-- GIVEN REQUEST A --
In the passage on Van Nuys, how far from LA City Hall is the Van Nuys government located?
-- GIVEN REQUEST B --
Reproduce the passage on Van Nuys word for word, from "The dupe City" up to and including "is on offer?".

-- PAGE TEXT --
>>

Because Van Nuys is a part of the City of Los Angeles, Van Nuys’s government should be in Downtown Los Angeles, right? Not fifteen or so miles northwest of LA City Hall. Out in the Valley, among the lords of bad taste—boring midrise office towers wrapped in brown glass, dull stucco apartments, and bumptious hillside mansions—there are no Peter Zumthor museums or Bjarke Ingels hotels or Diller Scofidio + Renfro performing art centers slated for construction. Out here, the building labeled City Hall fulfills that role only in Hollywood fiction; the film crews that stalk the place seem to have art-directed the orange trees punctuating the sunny plaza. They call back to the Valley’s mythic origins—millions of flat, water-guzzling acres dedicated to citrus farming, bulldozed, then transformed over twenty short years into a vast carpet of single-family homes developed speculatively, in racially biased manner, and deliberately accessible only by car.

The dupe City Hall and other civic buildings that make up the unseeming seat of power, then, are as real as a studio backlot hiding in plain sight. Van Nuys Government Center is a stand-in for downtown democracy flung out to the suburban hinterlands, where folks might feel like citizens in an act of imaginary placemaking. But what kind of ruse is on offer?

It’s certainly not the kind of simulated world featured in 2022’s Don’t Worry Darling, Harry Styles’s Jack tricking Florence Pugh’s Alice into living in virtual Victory City because she is “miserable at work in the real world.” And it’s not really The Truman Show either, pure reality being just a peel of a set piece away. Nor does it have much in common with the Wizard of Oz’s pay-no-attention-to-the-man-behind-the-curtain situation work; Van Nuys isn’t trying to be something it’s not.

<<

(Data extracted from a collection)
>>

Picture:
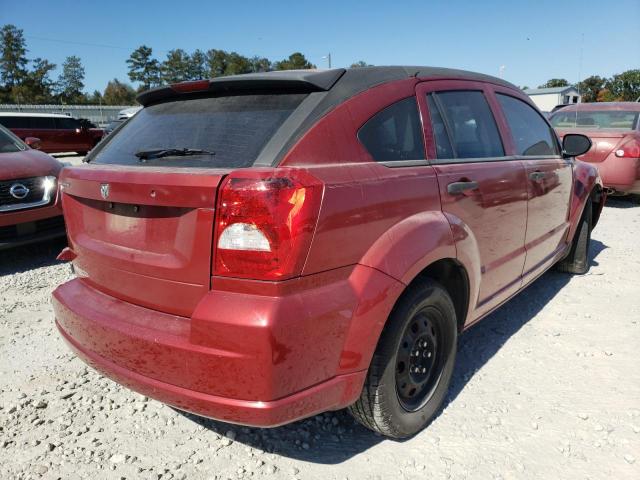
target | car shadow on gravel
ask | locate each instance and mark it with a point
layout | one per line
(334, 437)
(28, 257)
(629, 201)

<<
>>

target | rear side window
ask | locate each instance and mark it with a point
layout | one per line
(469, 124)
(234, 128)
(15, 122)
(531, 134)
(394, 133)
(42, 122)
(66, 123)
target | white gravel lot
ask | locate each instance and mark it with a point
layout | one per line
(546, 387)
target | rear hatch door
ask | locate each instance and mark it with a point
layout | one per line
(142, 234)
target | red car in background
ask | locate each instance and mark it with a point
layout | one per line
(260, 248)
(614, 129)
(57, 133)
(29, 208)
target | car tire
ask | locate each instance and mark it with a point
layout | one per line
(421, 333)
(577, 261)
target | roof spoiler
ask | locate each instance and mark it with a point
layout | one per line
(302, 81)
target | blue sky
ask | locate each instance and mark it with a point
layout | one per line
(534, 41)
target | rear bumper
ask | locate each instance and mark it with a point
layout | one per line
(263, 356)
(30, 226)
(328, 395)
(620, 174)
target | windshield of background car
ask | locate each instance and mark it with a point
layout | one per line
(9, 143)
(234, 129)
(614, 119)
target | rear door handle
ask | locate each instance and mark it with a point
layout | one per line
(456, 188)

<<

-- TASK RESPONSE A --
About fifteen miles northwest of LA City Hall.

-- TASK RESPONSE B --
The dupe City Hall and other civic buildings that make up the unseeming seat of power, then, are as real as a studio backlot hiding in plain sight. Van Nuys Government Center is a stand-in for downtown democracy flung out to the suburban hinterlands, where folks might feel like citizens in an act of imaginary placemaking. But what kind of ruse is on offer?